# [Aim of the task]
Scan the entries and tally the lines that include the string "mark". Reply with the figure alone.
[[ Dataset open ]]
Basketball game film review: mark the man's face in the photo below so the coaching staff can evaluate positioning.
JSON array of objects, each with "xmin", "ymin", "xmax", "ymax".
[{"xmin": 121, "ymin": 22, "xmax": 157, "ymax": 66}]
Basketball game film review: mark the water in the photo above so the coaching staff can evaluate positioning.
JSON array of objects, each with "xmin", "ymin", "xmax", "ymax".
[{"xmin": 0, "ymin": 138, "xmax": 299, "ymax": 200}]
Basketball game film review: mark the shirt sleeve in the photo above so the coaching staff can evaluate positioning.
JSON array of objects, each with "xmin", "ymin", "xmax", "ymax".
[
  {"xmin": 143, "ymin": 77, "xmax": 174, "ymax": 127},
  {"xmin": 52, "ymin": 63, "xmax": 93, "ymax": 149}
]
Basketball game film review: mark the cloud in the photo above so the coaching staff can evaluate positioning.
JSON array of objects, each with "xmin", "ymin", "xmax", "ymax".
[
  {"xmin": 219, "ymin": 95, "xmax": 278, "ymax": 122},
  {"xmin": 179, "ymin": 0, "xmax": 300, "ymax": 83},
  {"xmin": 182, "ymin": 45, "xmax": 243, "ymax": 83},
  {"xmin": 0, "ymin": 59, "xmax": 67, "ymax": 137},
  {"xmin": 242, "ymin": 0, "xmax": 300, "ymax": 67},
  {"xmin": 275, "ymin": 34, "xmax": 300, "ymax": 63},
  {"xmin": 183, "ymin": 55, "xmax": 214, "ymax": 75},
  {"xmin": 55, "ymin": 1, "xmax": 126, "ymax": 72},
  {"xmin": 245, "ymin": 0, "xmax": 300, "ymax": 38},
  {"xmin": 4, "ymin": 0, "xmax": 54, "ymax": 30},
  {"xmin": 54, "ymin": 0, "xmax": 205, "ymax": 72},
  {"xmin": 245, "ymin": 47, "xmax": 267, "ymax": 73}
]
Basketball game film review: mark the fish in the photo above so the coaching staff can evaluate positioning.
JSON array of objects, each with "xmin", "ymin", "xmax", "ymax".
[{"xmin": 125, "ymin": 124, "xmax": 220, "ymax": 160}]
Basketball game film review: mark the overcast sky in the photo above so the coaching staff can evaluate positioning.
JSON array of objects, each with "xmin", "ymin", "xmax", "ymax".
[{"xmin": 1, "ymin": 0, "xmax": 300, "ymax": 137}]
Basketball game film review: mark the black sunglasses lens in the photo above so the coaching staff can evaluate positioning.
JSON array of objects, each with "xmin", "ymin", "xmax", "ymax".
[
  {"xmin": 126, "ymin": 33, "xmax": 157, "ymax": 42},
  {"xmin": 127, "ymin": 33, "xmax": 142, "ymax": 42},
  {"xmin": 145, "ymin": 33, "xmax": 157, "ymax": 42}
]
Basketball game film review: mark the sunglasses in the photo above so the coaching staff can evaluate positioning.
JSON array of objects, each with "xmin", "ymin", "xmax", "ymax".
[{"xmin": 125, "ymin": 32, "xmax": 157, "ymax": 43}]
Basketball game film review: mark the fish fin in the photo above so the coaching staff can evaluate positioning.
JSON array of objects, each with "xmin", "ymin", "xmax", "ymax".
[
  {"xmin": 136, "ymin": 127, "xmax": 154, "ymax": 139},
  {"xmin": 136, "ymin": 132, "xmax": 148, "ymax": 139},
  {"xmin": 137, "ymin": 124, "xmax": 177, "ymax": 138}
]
[[ Dataset closed ]]
[[ Dataset open ]]
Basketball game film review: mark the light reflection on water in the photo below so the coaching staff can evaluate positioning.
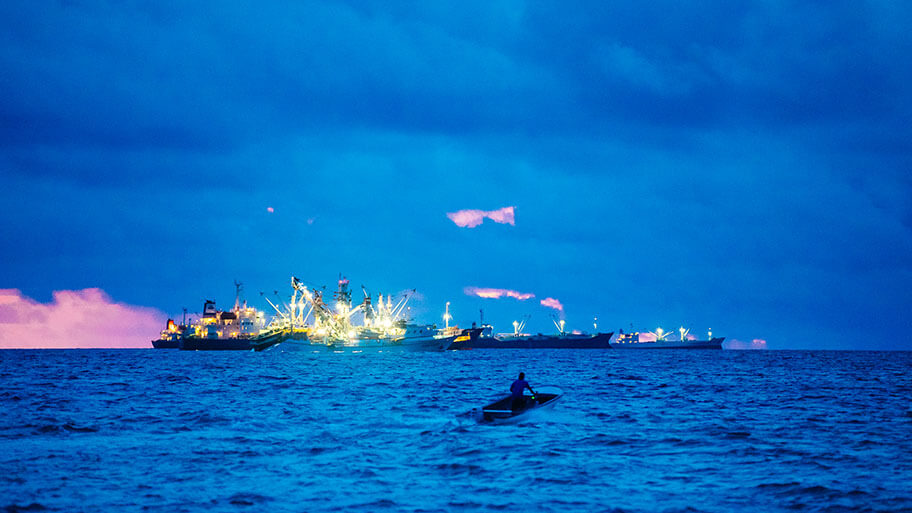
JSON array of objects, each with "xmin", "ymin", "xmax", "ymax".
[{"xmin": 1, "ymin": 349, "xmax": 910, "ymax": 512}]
[[ Dataset closed ]]
# [Result]
10